• STATED EXERCISE 1: Extract every line of the records below that contains the string "hummus", treating uppercase and lowercase as distinct.

-- START PASSAGE TO READ --

Aum was very realistic about granting salvation to those who had contributed a lot to the organization. Of course people’s spiritual levels were a factor, but how much you donated really made a difference. For men, their educational background was often the key. Tokyo University graduates were quickly raised to a higher level of salvation, or given a more important job, or made a leader. For women it depended on how attractive you were. No kidding. Not much different from the secular world (laughs).

I don’t think I was of much use to Mr. Matsumoto [Asahara]. Up to a certain point I was sure my failure to advance was due to my lack of effort, but at the same time I thought that maybe everybody else felt the same way, namely that Tokyo University graduates seemed to enjoy special favor from the Master.

I often mentioned this to my friends, but they’d cut me off by saying, “You think that way because of your uncleanliness” or “That’s karma,” which means that whenever any doubts came to mind everything could be blamed on your own uncleanliness. Similarly, all good things were “Thanks to the guru.”

MURAKAMI: That’s a pretty efficient system. Everything’s recycled or brought to a conclusion within the system itself.

I believed it was the path to follow in order to do away with the Self.

At first everyone who joined had very strong wills, but after living in Aum you’d lose that. No matter how dissatisfied you might be with Aum life it was preferable to life outside with its uncleanliness and attachments. Living with a group of like-minded people, it was psychologically easier to stay put.

MURAKAMI: Around 1993 Aum became more violent. Did you sense this was happening?

I did. Sermons increasingly focused on Vajrayana Tantra and more people seemed worked up about the idea that Vajrayana Tantra was about to take place. I couldn’t follow the doctrine that the means didn’t matter. I didn’t feel comfortable with it. Our training started to include some bizarre elements: martial arts became a large part of our daily routine, and I could feel the atmosphere changing. I gave a lot of thought to whether I could continue being in Aum.

-- END PASSAGE TO READ --

• STATED EXERCISE 2: Transcribe the interview excerpt about Aum above in full, matching it word for word.

-- START DATA FOR THIS EXERCISE --

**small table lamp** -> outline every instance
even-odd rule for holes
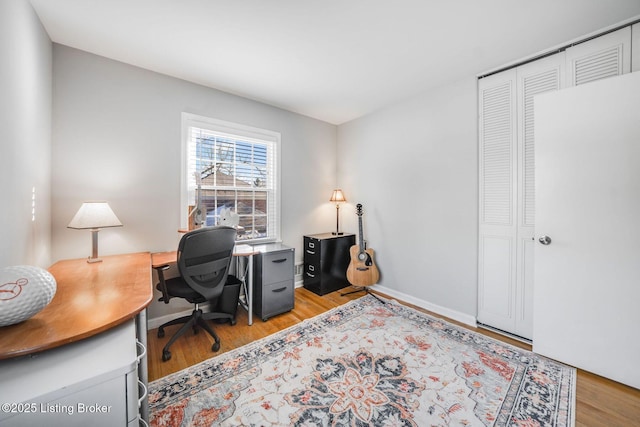
[[[341,236],[344,233],[340,232],[340,203],[346,202],[347,199],[344,197],[344,193],[341,189],[336,188],[333,190],[333,194],[329,199],[330,202],[334,202],[336,204],[336,231],[332,232],[334,236]]]
[[[102,261],[98,258],[98,231],[107,227],[122,227],[122,223],[107,202],[84,202],[67,226],[76,230],[91,230],[92,252],[87,262]]]

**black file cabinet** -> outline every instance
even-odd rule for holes
[[[349,249],[355,244],[355,234],[304,236],[304,287],[324,295],[349,286]]]
[[[294,249],[280,243],[254,246],[253,312],[262,321],[293,310]]]

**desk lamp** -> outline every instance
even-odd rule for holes
[[[107,227],[122,227],[122,223],[107,202],[84,202],[67,226],[76,230],[91,230],[92,252],[87,262],[102,261],[98,258],[98,231]]]
[[[334,236],[342,236],[344,233],[340,232],[340,203],[346,202],[347,199],[344,197],[344,193],[341,189],[336,188],[333,190],[333,194],[329,199],[330,202],[334,202],[336,204],[336,231],[332,232]]]

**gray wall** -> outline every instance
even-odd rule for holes
[[[51,49],[28,2],[0,1],[0,268],[51,262]]]
[[[340,209],[375,251],[384,291],[464,322],[477,296],[473,76],[339,126]]]
[[[124,224],[100,231],[101,255],[177,247],[182,112],[280,132],[283,242],[301,260],[303,234],[330,229],[335,126],[54,44],[54,260],[89,255],[90,233],[66,228],[85,200]]]

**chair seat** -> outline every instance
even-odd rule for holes
[[[174,277],[165,281],[167,284],[167,293],[170,298],[184,298],[191,304],[202,304],[207,300],[194,291],[181,277]],[[160,283],[156,285],[156,289],[162,292],[162,286]]]

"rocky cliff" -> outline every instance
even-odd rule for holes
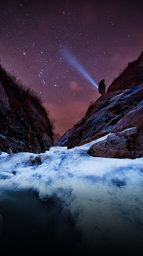
[[[93,145],[88,153],[94,156],[143,157],[142,117],[143,52],[89,107],[85,116],[74,126],[67,148],[111,133],[104,142]],[[130,129],[125,131],[127,129]]]
[[[0,146],[8,153],[45,152],[53,144],[51,125],[40,99],[0,65]]]
[[[73,132],[73,129],[68,129],[66,132],[65,132],[63,136],[60,138],[60,140],[57,143],[55,146],[61,146],[61,147],[66,147],[67,144],[67,140],[69,137],[72,134]]]

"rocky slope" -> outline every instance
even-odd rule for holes
[[[128,64],[107,92],[89,107],[85,116],[74,126],[67,147],[111,133],[100,145],[92,145],[88,153],[94,156],[142,157],[142,116],[143,52],[136,61]],[[130,132],[119,133],[134,127]]]
[[[68,129],[66,132],[61,136],[60,140],[55,144],[56,146],[66,147],[69,137],[72,134],[73,129]]]
[[[39,153],[53,144],[50,121],[39,99],[1,65],[0,124],[1,151]]]

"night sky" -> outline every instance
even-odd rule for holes
[[[1,1],[1,64],[41,95],[62,135],[101,95],[63,50],[107,88],[143,50],[142,12],[138,0]]]

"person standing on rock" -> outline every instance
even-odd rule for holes
[[[105,85],[104,83],[104,80],[102,79],[99,83],[98,91],[100,94],[105,94]]]

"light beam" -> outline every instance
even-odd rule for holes
[[[79,62],[72,56],[72,53],[67,49],[63,49],[62,53],[64,53],[64,58],[70,64],[74,67],[80,74],[86,78],[92,85],[94,85],[98,89],[98,86],[90,77],[87,71],[84,68],[79,64]]]

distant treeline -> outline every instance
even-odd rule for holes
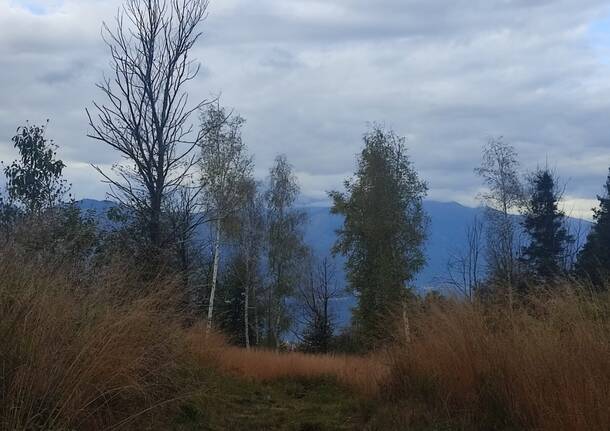
[[[379,125],[364,133],[356,172],[343,191],[329,193],[331,211],[344,219],[335,246],[314,256],[303,240],[307,221],[295,209],[300,189],[286,156],[257,181],[242,139],[245,120],[218,99],[189,104],[187,86],[199,71],[190,53],[206,7],[203,0],[127,2],[114,27],[104,26],[111,73],[87,117],[89,136],[121,158],[111,171],[96,168],[119,204],[109,217],[120,223],[101,231],[81,214],[46,126],[26,124],[13,137],[19,159],[4,168],[3,243],[31,258],[71,262],[79,277],[116,261],[142,281],[173,277],[191,323],[204,320],[207,330],[221,329],[246,347],[280,348],[297,326],[308,351],[369,349],[394,334],[388,322],[396,316],[409,339],[409,313],[420,301],[411,284],[425,263],[428,219],[427,185],[405,138]],[[466,232],[466,251],[449,263],[449,284],[469,301],[508,310],[560,279],[607,290],[610,176],[581,245],[566,227],[555,172],[544,167],[524,177],[501,138],[482,155],[475,172],[487,211]],[[196,235],[202,224],[211,238]],[[329,307],[341,294],[337,254],[346,257],[348,289],[357,298],[343,334],[335,333]]]

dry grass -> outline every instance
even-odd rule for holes
[[[225,372],[258,381],[332,377],[363,395],[374,396],[388,373],[382,354],[361,357],[245,350],[228,346],[218,335],[206,338],[204,333],[202,328],[195,328],[190,336],[191,348],[201,352],[204,364],[212,362]]]
[[[464,429],[608,430],[609,309],[608,298],[569,292],[531,298],[512,319],[463,303],[433,307],[393,352],[391,400]]]
[[[129,295],[121,273],[85,288],[0,256],[0,429],[133,429],[184,395],[168,296]]]

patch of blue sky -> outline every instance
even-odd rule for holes
[[[12,0],[11,4],[21,7],[34,15],[46,15],[60,6],[62,0]]]

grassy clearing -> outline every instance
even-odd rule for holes
[[[442,301],[356,357],[227,346],[171,292],[1,254],[0,430],[610,429],[608,297]]]
[[[385,397],[403,425],[459,429],[610,429],[610,301],[570,290],[512,315],[445,302],[392,350]]]
[[[262,382],[210,370],[203,380],[207,390],[181,406],[175,430],[360,429],[363,401],[331,378]]]

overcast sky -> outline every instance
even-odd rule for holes
[[[86,137],[109,71],[102,21],[120,0],[0,0],[0,160],[25,120],[51,119],[77,198],[104,198]],[[191,100],[243,115],[262,178],[277,153],[324,201],[354,169],[367,122],[407,137],[435,200],[475,205],[480,149],[504,136],[548,163],[588,217],[610,165],[608,0],[211,0]]]

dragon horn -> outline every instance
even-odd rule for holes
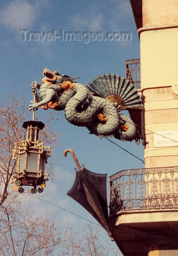
[[[79,77],[73,77],[72,76],[69,76],[67,75],[62,75],[62,76],[64,78],[64,80],[73,80],[75,79],[78,79]]]

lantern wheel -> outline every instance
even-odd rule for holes
[[[44,183],[42,183],[40,186],[40,189],[43,189],[46,186],[46,184]]]
[[[38,192],[39,193],[42,193],[43,191],[43,189],[41,189],[40,188],[39,188],[38,189]]]
[[[31,190],[31,193],[32,194],[35,194],[37,190],[34,188]]]
[[[28,184],[28,181],[25,179],[23,179],[22,180],[22,183],[23,185],[27,185]]]
[[[16,185],[14,185],[13,186],[12,188],[14,190],[18,190],[18,189],[19,188],[19,186],[17,186]]]
[[[19,188],[18,190],[20,193],[23,193],[23,192],[24,192],[24,189],[23,188],[22,188],[22,187]]]

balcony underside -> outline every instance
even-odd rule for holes
[[[124,255],[178,249],[177,167],[123,170],[110,182],[112,233]]]

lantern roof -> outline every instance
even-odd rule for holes
[[[44,128],[45,125],[41,121],[27,121],[24,122],[22,127],[26,129],[28,126],[30,126],[31,125],[32,125],[33,127],[37,126],[40,130],[41,130]]]

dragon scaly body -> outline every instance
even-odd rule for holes
[[[101,137],[113,135],[122,140],[135,139],[138,142],[135,125],[130,118],[121,114],[113,104],[92,96],[87,86],[73,82],[76,78],[61,75],[59,71],[52,72],[47,68],[43,74],[47,78],[43,79],[41,85],[38,85],[38,102],[31,102],[30,110],[40,106],[44,109],[64,110],[68,121],[86,127],[91,134]],[[35,90],[34,83],[31,88],[33,92]]]

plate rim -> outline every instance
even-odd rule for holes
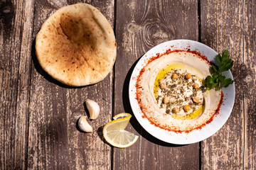
[[[211,51],[210,52],[215,53],[215,56],[218,55],[217,52],[215,52],[213,49],[212,49],[211,47],[207,46],[206,45],[204,45],[204,44],[203,44],[203,43],[201,43],[200,42],[191,40],[185,40],[185,39],[169,40],[169,41],[162,42],[162,43],[161,43],[159,45],[157,45],[153,47],[152,48],[146,52],[145,52],[145,54],[142,57],[140,57],[139,60],[137,60],[137,62],[136,63],[135,67],[134,67],[134,69],[132,70],[132,73],[131,74],[130,80],[129,80],[129,100],[130,106],[131,106],[131,108],[132,108],[132,110],[136,119],[137,120],[139,123],[142,125],[142,127],[146,132],[148,132],[150,135],[151,135],[152,136],[154,136],[154,137],[156,137],[158,140],[160,140],[161,141],[164,141],[164,142],[168,142],[168,143],[175,144],[192,144],[192,143],[196,143],[196,142],[201,142],[201,141],[202,141],[203,140],[206,140],[206,139],[208,138],[209,137],[212,136],[213,134],[216,133],[225,124],[226,121],[228,120],[228,118],[230,117],[230,114],[232,113],[232,110],[233,110],[233,106],[234,106],[235,97],[235,82],[233,84],[231,84],[231,86],[226,88],[226,89],[228,89],[229,91],[231,91],[232,93],[230,92],[228,94],[224,94],[224,92],[223,92],[224,97],[227,97],[227,96],[225,96],[227,95],[230,96],[229,96],[229,98],[225,98],[225,100],[223,100],[223,103],[222,103],[222,105],[220,106],[219,113],[217,114],[216,115],[214,115],[215,118],[213,118],[213,120],[211,123],[207,124],[206,126],[203,127],[201,129],[200,129],[200,130],[197,130],[197,129],[193,130],[191,132],[190,132],[188,133],[186,133],[186,132],[181,132],[181,133],[178,132],[178,133],[177,133],[177,132],[173,132],[173,131],[169,131],[167,130],[161,129],[161,128],[160,128],[159,127],[155,126],[154,125],[152,125],[146,118],[142,118],[142,115],[144,115],[143,113],[142,113],[142,113],[137,113],[136,108],[134,108],[135,106],[133,106],[134,101],[137,101],[137,99],[135,98],[132,98],[132,96],[134,97],[133,94],[134,93],[134,92],[132,91],[132,90],[134,89],[134,88],[132,89],[133,88],[132,86],[134,86],[134,86],[136,84],[136,82],[137,82],[137,81],[134,81],[133,78],[134,78],[134,77],[136,78],[136,76],[134,76],[134,74],[135,74],[136,72],[139,72],[140,70],[144,67],[142,67],[141,68],[138,68],[138,67],[139,67],[140,64],[143,64],[142,62],[144,62],[144,64],[145,64],[145,62],[142,62],[142,61],[145,60],[146,58],[151,58],[153,56],[156,56],[157,53],[160,53],[160,54],[161,53],[161,52],[158,51],[157,53],[154,52],[154,55],[151,55],[150,52],[154,52],[154,50],[156,50],[156,49],[157,50],[157,48],[159,48],[159,47],[162,47],[164,45],[174,45],[175,43],[176,43],[176,44],[178,44],[178,43],[181,43],[181,44],[182,43],[188,43],[188,45],[186,47],[186,49],[185,49],[185,48],[183,48],[183,49],[178,48],[178,49],[175,49],[175,50],[188,50],[188,49],[190,49],[191,47],[191,45],[193,44],[193,45],[199,45],[199,46],[201,46],[201,47],[205,47],[206,49],[206,51],[207,50],[210,50]],[[188,47],[188,46],[189,46],[189,47]],[[166,50],[170,49],[170,48],[171,48],[171,45],[170,45],[170,47],[167,47],[165,50],[164,50],[164,48],[162,48],[162,50],[164,49],[163,52],[166,52]],[[200,52],[200,53],[202,52],[201,51],[198,51],[198,52]],[[202,54],[202,55],[205,55],[206,57],[206,54]],[[213,57],[215,58],[215,57]],[[215,62],[213,61],[214,60],[209,60],[208,59],[208,60]],[[137,70],[137,71],[136,71],[136,70]],[[230,77],[232,79],[233,79],[233,76],[232,73],[231,73],[230,69],[228,71],[227,71],[227,72],[225,72],[224,74],[228,77]],[[135,79],[137,80],[137,79]],[[132,84],[133,81],[135,82],[134,84]],[[224,91],[224,89],[223,89],[223,91]],[[228,89],[225,90],[225,91],[228,91]],[[212,125],[213,123],[216,123],[215,122],[219,119],[218,118],[223,115],[223,113],[221,112],[222,111],[222,108],[223,108],[223,107],[225,108],[225,106],[223,105],[223,103],[225,103],[227,102],[228,102],[228,103],[229,103],[228,106],[229,107],[229,109],[228,110],[228,115],[225,115],[224,118],[221,119],[220,125],[217,125],[217,127],[215,127],[215,129],[213,130],[209,129],[210,125]],[[146,120],[146,121],[145,121],[145,120]],[[147,124],[146,123],[145,124],[145,122],[148,122]],[[212,126],[212,125],[210,125],[210,126]],[[207,128],[207,127],[208,127],[208,128]],[[166,139],[164,139],[163,137],[159,137],[159,135],[157,135],[159,133],[157,133],[156,135],[155,132],[151,131],[152,130],[152,128],[154,129],[154,130],[159,130],[159,132],[161,132],[162,133],[163,133],[163,132],[165,132],[167,134],[167,135],[168,135],[168,134],[169,134],[170,135],[173,136],[173,137],[176,137],[176,136],[178,136],[178,136],[183,136],[183,136],[187,136],[187,138],[188,137],[190,140],[185,140],[185,141],[184,140],[182,140],[182,141],[171,140],[171,141],[170,141],[170,140],[169,138],[167,140],[166,140]],[[209,133],[204,133],[205,132],[204,131],[206,131],[205,130],[209,130],[210,132]],[[191,135],[192,136],[193,135],[198,135],[200,134],[201,135],[203,134],[203,137],[201,136],[201,137],[197,138],[196,140],[193,140],[192,139],[193,137],[191,138]]]

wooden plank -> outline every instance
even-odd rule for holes
[[[114,115],[124,111],[132,113],[129,81],[138,58],[167,40],[198,40],[197,7],[197,1],[129,0],[125,4],[117,1]],[[147,133],[134,117],[127,129],[139,138],[128,148],[113,149],[113,169],[199,169],[199,143],[176,146],[162,142]]]
[[[26,167],[33,4],[0,3],[1,169]]]
[[[201,167],[242,169],[245,106],[242,98],[245,91],[240,81],[249,74],[245,69],[243,61],[243,2],[229,0],[201,2],[202,42],[218,52],[225,49],[230,52],[235,63],[231,72],[235,83],[235,101],[230,117],[217,133],[202,142]]]
[[[244,169],[256,169],[256,1],[244,1],[243,12]]]
[[[35,32],[60,7],[75,4],[69,1],[37,1],[35,6]],[[92,4],[107,16],[113,26],[114,3],[100,1]],[[112,73],[92,86],[69,88],[55,81],[38,66],[35,53],[32,68],[28,162],[30,169],[110,169],[111,147],[106,144],[102,126],[112,117]],[[93,132],[77,129],[77,120],[86,115],[85,99],[96,101],[100,116],[89,121]]]

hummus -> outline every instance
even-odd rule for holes
[[[186,51],[171,52],[151,60],[142,69],[137,83],[137,100],[149,121],[178,132],[208,123],[222,98],[221,90],[201,87],[210,75],[210,63]]]

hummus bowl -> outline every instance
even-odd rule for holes
[[[194,86],[201,86],[210,74],[210,62],[215,63],[217,55],[201,42],[176,40],[158,45],[142,56],[132,74],[129,97],[143,128],[159,140],[177,144],[200,142],[220,129],[233,109],[234,84],[218,91]],[[230,70],[223,74],[233,79]],[[166,89],[166,84],[171,89]]]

-- END DATA FOR THIS EXERCISE --

• WRITTEN RESPONSE 1:
hummus -> outline every instance
hummus bowl -> outline every instance

• WRITTEN RESPONSE 2:
Aum was very realistic about granting salvation to those who had contributed a lot to the organization. Of course people’s spiritual levels were a factor, but how much you donated really made a difference. For men, their educational background was often the key. Tokyo University graduates were quickly raised to a higher level of salvation, or given a more important job, or made a leader. For women it depended on how attractive you were. No kidding. Not much different from the secular world (laughs).

I don’t think I was of much use to Mr. Matsumoto [Asahara]. Up to a certain point I was sure my failure to advance was due to my lack of effort, but at the same time I thought that maybe everybody else felt the same way, namely that Tokyo University graduates seemed to enjoy special favor from the Master.

I often mentioned this to my friends, but they’d cut me off by saying, “You think that way because of your uncleanliness” or “That’s karma,” which means that whenever any doubts came to mind everything could be blamed on your own uncleanliness. Similarly, all good things were “Thanks to the guru.”

MURAKAMI: That’s a pretty efficient system. Everything’s recycled or brought to a conclusion within the system itself.

I believed it was the path to follow in order to do away with the Self.

At first everyone who joined had very strong wills, but after living in Aum you’d lose that. No matter how dissatisfied you might be with Aum life it was preferable to life outside with its uncleanliness and attachments. Living with a group of like-minded people, it was psychologically easier to stay put.

MURAKAMI: Around 1993 Aum became more violent. Did you sense this was happening?

I did. Sermons increasingly focused on Vajrayana Tantra and more people seemed worked up about the idea that Vajrayana Tantra was about to take place. I couldn’t follow the doctrine that the means didn’t matter. I didn’t feel comfortable with it. Our training started to include some bizarre elements: martial arts became a large part of our daily routine, and I could feel the atmosphere changing. I gave a lot of thought to whether I could continue being in Aum.